● **EXERCISE INSTRUCTIONS**
Which lines of the data contain the string "flowing"? Copy every one of them.
[[ EXTRACTED RECORDS open ]]
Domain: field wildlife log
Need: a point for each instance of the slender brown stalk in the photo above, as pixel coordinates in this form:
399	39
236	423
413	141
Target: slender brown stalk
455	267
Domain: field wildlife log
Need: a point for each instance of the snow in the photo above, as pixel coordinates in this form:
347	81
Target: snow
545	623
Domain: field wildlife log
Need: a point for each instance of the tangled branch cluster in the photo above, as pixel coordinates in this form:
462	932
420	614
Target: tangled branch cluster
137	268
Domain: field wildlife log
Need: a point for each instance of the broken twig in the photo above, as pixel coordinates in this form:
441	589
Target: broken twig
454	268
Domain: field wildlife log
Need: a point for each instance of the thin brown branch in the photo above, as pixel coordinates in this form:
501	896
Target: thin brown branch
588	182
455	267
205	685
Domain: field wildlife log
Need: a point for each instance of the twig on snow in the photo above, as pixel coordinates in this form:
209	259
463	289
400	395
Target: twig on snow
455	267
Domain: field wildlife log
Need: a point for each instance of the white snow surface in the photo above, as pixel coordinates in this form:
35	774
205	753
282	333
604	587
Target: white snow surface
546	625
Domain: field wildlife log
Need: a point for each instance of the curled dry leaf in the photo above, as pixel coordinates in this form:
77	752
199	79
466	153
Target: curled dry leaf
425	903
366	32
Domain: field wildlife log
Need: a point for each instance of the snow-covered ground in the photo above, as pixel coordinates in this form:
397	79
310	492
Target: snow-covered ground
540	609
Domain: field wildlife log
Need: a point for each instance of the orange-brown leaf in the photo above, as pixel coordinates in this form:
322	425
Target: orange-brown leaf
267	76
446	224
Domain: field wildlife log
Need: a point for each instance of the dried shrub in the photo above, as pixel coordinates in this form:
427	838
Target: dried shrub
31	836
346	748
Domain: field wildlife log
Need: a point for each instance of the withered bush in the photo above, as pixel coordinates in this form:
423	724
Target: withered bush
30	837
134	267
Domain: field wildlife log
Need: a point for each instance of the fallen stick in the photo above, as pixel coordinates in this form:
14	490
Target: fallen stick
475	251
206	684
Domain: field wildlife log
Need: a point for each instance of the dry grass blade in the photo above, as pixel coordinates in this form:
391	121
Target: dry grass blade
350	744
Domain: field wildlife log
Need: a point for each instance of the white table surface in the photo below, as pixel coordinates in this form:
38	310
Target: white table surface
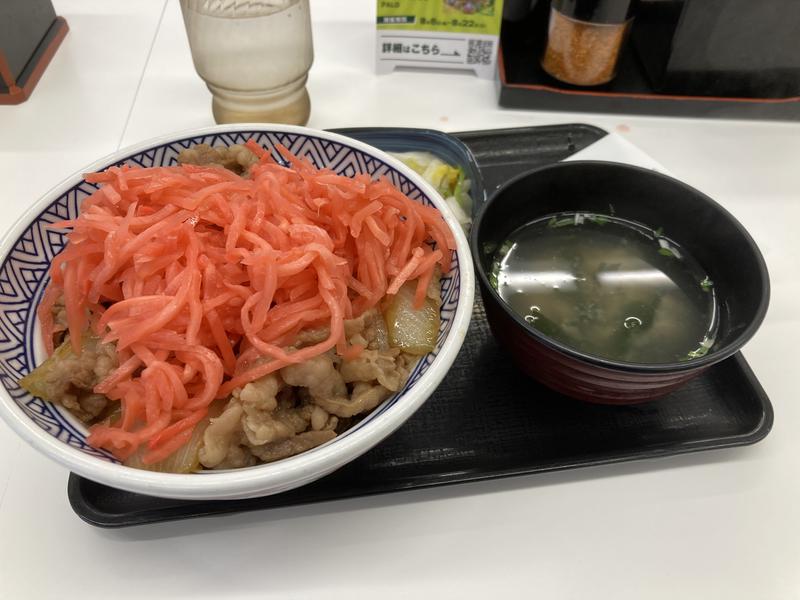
722	524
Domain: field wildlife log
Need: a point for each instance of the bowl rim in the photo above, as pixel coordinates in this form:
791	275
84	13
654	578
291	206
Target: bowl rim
293	471
599	361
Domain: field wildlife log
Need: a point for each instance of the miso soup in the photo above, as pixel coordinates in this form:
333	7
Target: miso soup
608	287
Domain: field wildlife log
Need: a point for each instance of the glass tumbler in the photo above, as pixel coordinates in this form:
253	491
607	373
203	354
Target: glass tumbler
254	56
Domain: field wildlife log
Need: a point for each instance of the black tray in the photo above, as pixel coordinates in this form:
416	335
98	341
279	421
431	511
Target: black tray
487	420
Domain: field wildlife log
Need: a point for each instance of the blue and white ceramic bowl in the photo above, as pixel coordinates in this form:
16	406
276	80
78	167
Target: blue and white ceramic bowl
26	252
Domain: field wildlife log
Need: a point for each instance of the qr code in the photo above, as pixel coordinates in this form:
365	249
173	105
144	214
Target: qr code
479	52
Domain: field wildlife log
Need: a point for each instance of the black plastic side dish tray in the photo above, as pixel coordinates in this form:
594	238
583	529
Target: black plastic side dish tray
487	419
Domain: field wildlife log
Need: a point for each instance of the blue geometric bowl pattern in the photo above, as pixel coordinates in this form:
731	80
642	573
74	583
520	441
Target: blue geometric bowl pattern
23	273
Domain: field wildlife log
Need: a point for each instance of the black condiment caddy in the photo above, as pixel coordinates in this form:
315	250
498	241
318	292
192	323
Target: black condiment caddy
666	68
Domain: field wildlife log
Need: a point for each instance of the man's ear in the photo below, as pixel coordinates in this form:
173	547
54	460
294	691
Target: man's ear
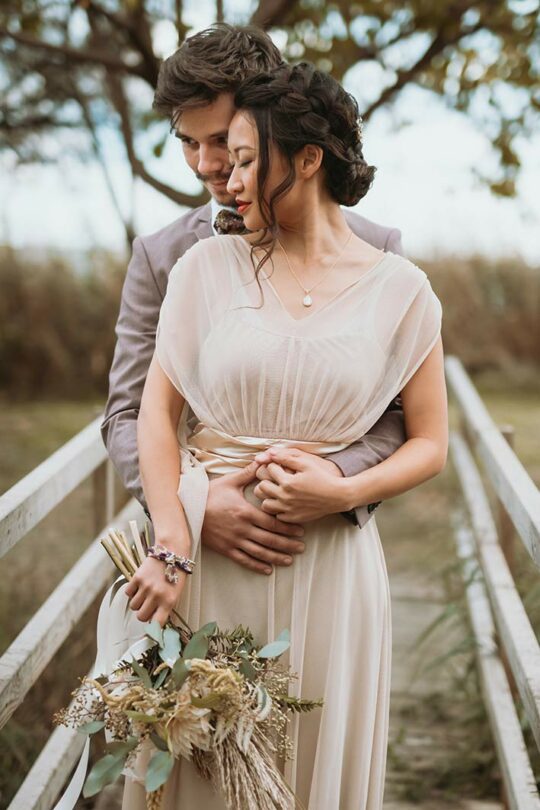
308	160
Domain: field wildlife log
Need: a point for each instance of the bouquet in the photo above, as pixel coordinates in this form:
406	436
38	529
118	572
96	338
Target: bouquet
213	697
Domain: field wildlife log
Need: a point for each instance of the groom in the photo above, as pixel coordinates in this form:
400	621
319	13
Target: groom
195	89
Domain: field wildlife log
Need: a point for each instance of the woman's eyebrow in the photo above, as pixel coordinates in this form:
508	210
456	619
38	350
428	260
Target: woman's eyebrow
244	146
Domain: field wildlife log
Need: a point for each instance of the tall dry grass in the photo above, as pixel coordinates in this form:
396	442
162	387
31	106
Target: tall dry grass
57	325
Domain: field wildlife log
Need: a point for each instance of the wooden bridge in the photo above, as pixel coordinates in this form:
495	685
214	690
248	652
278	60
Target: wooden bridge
500	506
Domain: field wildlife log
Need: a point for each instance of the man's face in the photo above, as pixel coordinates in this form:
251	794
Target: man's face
203	132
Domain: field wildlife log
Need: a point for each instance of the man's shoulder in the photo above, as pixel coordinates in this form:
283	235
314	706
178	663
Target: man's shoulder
380	236
164	247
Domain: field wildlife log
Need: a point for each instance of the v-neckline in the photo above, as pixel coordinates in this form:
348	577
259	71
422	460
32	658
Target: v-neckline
345	289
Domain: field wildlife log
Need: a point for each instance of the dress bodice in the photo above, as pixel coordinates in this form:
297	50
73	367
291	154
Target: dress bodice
248	368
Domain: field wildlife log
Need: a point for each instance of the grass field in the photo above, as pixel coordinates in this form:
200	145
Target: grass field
420	555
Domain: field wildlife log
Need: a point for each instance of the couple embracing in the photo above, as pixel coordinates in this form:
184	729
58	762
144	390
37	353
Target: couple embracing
292	369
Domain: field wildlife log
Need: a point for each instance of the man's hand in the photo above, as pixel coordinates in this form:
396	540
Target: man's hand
237	529
297	487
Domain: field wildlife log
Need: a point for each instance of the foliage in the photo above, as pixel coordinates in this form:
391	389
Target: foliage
89	67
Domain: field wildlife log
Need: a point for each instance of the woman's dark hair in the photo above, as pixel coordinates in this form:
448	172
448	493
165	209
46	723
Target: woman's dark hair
216	60
296	106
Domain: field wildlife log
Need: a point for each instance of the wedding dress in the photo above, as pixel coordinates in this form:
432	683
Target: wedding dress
255	376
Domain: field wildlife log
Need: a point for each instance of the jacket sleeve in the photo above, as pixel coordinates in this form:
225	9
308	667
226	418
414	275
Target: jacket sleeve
384	438
136	334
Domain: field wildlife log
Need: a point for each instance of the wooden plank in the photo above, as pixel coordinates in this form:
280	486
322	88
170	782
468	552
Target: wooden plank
512	483
516	771
517	636
31	651
35	495
50	771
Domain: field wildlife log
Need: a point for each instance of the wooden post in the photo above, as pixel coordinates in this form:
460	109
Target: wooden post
507	532
104	506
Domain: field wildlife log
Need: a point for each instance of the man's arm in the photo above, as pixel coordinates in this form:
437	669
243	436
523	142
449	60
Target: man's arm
136	335
384	438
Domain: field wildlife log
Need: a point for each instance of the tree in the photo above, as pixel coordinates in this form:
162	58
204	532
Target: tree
85	67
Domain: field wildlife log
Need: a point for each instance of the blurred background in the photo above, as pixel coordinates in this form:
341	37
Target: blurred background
450	98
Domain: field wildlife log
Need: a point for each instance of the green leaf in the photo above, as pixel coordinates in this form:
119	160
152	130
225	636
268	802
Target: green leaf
197	646
170	647
158	741
160	678
92	727
207	702
141	672
246	667
179	672
158	770
155	632
277	647
146	718
105	771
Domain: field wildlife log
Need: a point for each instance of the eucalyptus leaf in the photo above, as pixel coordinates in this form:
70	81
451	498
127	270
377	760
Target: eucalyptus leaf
155	631
170	646
160	678
92	727
141	672
105	771
277	647
207	702
158	770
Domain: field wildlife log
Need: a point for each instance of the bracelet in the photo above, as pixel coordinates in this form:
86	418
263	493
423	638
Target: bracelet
172	562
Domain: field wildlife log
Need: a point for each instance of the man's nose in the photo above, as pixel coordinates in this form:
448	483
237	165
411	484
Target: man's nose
209	160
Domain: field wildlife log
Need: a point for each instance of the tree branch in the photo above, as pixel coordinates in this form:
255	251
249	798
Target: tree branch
438	44
75	55
137	167
270	12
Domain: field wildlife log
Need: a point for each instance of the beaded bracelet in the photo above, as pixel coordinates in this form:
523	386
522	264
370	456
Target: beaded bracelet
172	562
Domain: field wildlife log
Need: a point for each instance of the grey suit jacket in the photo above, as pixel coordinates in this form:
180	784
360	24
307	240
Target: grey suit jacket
142	295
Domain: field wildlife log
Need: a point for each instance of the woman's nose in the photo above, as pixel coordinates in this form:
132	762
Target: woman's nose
234	185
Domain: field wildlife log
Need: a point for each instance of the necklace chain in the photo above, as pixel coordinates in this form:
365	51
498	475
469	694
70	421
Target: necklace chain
308	301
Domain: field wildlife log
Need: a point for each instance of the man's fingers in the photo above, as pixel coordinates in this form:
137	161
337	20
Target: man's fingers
271	506
265	555
243	559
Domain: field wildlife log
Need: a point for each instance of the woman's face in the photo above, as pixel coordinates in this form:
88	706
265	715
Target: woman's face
243	144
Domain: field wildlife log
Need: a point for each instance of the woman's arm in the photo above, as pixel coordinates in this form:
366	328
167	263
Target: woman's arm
152	596
293	497
423	455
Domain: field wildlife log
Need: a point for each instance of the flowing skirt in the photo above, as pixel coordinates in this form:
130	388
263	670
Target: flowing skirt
[[ EXTRACTED RECORDS closed ]]
● **SOLVED PROBLEM**
Need: a point for each instance of the flowing skirt in the photo above, as pixel coordinates in this form:
Target: flowing skirt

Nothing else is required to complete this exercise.